__PROBLEM__:
Please print exactly the line containing "Target: hammer" and every line after it to the end of the records below, and nothing more.

Point-per-instance localization data:
*** Block opens ***

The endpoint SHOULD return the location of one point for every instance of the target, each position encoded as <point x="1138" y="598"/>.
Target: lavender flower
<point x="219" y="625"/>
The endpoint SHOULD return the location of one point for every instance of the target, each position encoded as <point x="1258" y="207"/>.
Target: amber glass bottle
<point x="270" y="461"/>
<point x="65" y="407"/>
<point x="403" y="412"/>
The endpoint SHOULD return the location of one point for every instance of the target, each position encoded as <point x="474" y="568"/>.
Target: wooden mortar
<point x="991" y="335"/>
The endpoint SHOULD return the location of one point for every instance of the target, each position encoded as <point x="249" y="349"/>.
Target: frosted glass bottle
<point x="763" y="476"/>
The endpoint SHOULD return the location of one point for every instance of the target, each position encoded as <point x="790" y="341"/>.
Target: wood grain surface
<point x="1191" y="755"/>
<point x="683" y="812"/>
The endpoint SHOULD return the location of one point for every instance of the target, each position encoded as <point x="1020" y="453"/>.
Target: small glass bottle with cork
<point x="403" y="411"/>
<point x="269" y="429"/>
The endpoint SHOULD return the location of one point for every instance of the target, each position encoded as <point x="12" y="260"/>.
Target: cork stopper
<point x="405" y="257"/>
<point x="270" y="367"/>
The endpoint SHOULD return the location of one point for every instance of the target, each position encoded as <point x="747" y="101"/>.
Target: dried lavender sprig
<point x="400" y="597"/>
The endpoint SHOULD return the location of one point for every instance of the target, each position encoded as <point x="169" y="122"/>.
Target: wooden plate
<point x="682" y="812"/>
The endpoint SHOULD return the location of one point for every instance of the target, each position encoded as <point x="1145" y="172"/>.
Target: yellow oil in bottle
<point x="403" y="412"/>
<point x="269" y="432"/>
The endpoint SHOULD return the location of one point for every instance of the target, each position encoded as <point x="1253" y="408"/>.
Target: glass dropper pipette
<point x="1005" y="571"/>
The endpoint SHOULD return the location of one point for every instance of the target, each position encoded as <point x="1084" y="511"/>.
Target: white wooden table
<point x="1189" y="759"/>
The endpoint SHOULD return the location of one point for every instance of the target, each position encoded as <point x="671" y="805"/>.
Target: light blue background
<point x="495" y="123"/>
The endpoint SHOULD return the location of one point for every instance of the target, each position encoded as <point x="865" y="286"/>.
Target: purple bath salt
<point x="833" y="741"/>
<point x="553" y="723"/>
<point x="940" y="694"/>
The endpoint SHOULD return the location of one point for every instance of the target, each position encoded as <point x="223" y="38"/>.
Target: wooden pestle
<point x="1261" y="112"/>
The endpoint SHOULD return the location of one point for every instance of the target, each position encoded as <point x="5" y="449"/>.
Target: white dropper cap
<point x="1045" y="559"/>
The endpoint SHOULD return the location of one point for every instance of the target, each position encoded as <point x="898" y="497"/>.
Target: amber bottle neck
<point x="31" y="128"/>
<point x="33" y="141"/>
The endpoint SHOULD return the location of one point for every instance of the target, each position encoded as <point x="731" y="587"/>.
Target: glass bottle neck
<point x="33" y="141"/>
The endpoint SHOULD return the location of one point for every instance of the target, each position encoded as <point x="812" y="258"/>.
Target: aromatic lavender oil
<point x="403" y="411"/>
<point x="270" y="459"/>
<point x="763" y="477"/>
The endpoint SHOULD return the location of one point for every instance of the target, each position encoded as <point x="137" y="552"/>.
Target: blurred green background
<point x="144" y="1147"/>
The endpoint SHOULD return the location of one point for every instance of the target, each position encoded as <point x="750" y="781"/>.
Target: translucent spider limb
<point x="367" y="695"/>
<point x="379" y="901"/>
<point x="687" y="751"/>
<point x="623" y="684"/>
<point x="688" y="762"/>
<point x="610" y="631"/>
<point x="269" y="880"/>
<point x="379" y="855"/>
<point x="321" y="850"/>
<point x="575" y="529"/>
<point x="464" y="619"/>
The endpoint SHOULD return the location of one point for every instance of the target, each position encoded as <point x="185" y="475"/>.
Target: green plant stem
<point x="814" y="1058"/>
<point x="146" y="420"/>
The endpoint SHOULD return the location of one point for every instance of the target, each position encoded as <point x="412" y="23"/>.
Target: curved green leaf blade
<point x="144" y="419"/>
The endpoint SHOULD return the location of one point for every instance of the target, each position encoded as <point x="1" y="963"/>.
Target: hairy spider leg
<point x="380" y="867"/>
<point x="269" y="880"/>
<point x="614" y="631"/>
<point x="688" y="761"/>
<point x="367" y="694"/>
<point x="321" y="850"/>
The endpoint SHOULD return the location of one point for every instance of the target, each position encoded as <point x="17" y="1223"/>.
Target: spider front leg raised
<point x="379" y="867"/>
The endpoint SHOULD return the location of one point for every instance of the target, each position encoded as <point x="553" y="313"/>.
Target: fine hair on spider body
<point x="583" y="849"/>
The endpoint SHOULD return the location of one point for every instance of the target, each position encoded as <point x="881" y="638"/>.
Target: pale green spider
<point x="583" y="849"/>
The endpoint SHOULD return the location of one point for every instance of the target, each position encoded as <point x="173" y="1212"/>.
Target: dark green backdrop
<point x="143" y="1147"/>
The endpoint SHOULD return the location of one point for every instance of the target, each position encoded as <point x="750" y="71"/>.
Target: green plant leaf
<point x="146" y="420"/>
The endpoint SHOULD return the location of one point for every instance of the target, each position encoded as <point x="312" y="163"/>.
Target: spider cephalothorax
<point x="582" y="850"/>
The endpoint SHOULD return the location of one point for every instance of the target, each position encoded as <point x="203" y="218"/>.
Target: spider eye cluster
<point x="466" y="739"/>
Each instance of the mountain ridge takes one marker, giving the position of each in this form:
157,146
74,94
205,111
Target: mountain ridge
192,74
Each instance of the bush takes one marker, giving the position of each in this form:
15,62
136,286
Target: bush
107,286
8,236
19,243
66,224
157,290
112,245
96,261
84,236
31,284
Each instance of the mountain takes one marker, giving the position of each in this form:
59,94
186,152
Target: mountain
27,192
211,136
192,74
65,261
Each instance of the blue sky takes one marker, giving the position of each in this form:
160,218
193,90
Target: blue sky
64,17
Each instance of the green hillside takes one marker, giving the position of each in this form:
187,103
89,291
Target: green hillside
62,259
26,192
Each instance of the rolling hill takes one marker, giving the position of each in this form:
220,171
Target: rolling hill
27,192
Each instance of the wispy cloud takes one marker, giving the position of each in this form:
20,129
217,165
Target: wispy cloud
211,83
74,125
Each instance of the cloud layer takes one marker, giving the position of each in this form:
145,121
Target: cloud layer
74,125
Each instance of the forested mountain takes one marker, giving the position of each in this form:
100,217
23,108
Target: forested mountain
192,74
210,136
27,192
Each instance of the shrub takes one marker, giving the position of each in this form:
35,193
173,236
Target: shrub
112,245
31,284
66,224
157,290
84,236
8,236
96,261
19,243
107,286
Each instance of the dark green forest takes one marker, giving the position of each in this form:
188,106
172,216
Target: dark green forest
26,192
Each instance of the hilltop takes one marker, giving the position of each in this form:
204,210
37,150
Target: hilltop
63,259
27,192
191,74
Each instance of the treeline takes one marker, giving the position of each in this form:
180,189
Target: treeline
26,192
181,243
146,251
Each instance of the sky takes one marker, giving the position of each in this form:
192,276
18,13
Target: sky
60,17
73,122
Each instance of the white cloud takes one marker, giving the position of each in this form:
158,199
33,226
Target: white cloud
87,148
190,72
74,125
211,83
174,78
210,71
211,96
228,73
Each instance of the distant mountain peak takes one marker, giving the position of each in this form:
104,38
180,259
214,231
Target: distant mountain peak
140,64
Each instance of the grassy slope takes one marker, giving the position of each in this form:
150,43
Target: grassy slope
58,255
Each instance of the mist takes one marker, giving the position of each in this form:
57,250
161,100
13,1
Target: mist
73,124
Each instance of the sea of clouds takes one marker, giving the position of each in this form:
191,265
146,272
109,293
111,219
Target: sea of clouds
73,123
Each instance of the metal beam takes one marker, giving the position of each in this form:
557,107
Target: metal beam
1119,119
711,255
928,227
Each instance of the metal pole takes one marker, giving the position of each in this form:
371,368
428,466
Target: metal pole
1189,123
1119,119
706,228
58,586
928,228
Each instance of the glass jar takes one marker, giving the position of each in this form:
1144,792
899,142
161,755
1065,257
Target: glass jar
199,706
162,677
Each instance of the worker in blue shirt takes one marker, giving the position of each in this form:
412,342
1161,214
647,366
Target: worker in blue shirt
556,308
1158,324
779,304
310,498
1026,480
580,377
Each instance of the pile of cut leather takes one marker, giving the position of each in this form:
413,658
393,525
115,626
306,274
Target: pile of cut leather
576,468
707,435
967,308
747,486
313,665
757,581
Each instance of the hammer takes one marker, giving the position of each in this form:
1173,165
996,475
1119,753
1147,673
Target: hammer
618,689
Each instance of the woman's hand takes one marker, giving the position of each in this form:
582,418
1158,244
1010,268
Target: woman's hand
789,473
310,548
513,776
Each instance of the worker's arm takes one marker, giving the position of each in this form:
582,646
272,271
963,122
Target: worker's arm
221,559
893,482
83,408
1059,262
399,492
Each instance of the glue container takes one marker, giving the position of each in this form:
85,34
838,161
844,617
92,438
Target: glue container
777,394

*** Block closes ***

__ANSWER TO THIS TASK__:
Target: hammer
618,689
Each instance of the woman's hand takes one marker, giving the position of each in this form:
582,418
1158,244
1010,268
Target: woman's hand
789,473
310,548
513,776
Each instance of the worker's arm takes one marker, giving the position of each in this form:
582,646
272,271
963,122
Target: worker's arm
221,559
893,482
83,408
1059,262
399,492
Each instance of the glue container takes one marker, giving the position of each in this form:
85,34
838,161
844,617
92,438
Target: glue container
777,394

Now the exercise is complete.